Do this:
Please reproduce the rows below, beginning at the line that has "TARGET = grey trousers" (that line included) and stopping after the final row, with the request lines kept as they are and every pixel coordinate in the answers multiplied by 2 and rounded to a whole number, halves rounding up.

....

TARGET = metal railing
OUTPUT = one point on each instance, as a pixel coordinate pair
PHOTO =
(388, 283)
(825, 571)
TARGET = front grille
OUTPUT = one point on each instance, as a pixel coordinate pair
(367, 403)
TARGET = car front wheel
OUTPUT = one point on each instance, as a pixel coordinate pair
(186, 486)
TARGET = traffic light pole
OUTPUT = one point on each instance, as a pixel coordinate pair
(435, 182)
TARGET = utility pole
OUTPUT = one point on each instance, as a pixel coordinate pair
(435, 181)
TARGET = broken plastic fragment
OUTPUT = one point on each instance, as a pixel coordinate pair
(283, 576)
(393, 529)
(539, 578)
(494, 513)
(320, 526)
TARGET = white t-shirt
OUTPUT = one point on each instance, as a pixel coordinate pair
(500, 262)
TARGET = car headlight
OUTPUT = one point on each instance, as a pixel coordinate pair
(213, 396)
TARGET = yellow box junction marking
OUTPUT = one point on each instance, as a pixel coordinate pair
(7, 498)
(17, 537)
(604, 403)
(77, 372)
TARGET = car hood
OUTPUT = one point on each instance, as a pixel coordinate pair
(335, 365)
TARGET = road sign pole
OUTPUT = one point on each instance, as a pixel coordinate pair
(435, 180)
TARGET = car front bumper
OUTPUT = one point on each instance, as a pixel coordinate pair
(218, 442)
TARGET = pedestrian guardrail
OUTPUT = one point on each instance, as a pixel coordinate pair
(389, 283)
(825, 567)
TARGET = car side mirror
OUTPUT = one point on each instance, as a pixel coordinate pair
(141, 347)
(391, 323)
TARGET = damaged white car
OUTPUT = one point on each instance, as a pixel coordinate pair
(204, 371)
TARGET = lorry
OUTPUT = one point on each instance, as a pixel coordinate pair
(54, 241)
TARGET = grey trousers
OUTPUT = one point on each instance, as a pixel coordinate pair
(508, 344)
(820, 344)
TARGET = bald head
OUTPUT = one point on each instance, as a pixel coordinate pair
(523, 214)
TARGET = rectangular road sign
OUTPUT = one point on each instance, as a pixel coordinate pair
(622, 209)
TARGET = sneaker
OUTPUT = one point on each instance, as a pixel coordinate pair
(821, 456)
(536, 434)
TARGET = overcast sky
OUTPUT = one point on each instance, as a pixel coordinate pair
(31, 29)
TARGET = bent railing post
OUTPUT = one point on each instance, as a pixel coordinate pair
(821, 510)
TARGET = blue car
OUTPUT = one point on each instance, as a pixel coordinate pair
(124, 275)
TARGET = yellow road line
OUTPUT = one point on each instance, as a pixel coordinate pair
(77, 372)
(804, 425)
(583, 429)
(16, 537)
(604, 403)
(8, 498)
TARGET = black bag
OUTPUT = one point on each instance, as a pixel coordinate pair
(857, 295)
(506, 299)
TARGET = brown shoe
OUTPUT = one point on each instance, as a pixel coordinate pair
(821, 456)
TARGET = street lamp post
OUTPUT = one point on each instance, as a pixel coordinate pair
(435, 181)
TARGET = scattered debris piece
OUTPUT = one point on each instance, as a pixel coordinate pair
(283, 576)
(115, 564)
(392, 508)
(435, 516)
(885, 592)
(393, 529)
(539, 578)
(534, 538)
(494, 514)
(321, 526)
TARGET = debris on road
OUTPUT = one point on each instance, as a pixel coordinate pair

....

Full output:
TARGET = grey trousers
OUTPUT = one point on each instance, as a pixel coordinate pair
(1016, 688)
(1640, 688)
TARGET = bald head
OUTPUT = one point on each instance, as a pixel coordinate pair
(1046, 428)
TARGET = rectangular road sign
OUTPUT = one point on each instance, as a pixel coordinate pair
(1244, 418)
TARGET = sneaker
OUTPUT = one point on each instance, as a pixel coordinate pair
(1642, 912)
(1072, 868)
TARGET = overcast sky
OUTPUT = one point on each instance, as a pixel coordinate pair
(62, 58)
TARGET = bent railing post
OUTPUT = one point on each instance, as a pixel coordinate pair
(1642, 1020)
TARGET = blue car
OUTPUT = one point on each instance, as a pixel coordinate pair
(248, 550)
TARGET = yellow road line
OUTPUT = one point on each instance, as a pixel coordinate pair
(154, 744)
(1608, 850)
(1166, 858)
(32, 1074)
(1208, 806)
(16, 996)
TARGET = black bag
OUTPUT = one point on each instance, as a pixel coordinate pair
(1714, 590)
(1012, 598)
TARGET = brown shoe
OUTPUT = one point on each instance, as a pixel coordinate pair
(1642, 912)
TARGET = street lamp post
OUTPUT = one point on each instance, as a pixel coordinate pair
(870, 362)
TARGET = scattered debris piece
OUTPUT = one point on each instance, as a pixel coordinate pair
(566, 1152)
(230, 1128)
(784, 1016)
(870, 1032)
(1770, 1184)
(786, 1058)
(1078, 1156)
(1068, 1076)
(988, 1028)
(642, 1052)
TARGET = debris on road
OUTPUT = one point on each instance, as a pixel coordinate pair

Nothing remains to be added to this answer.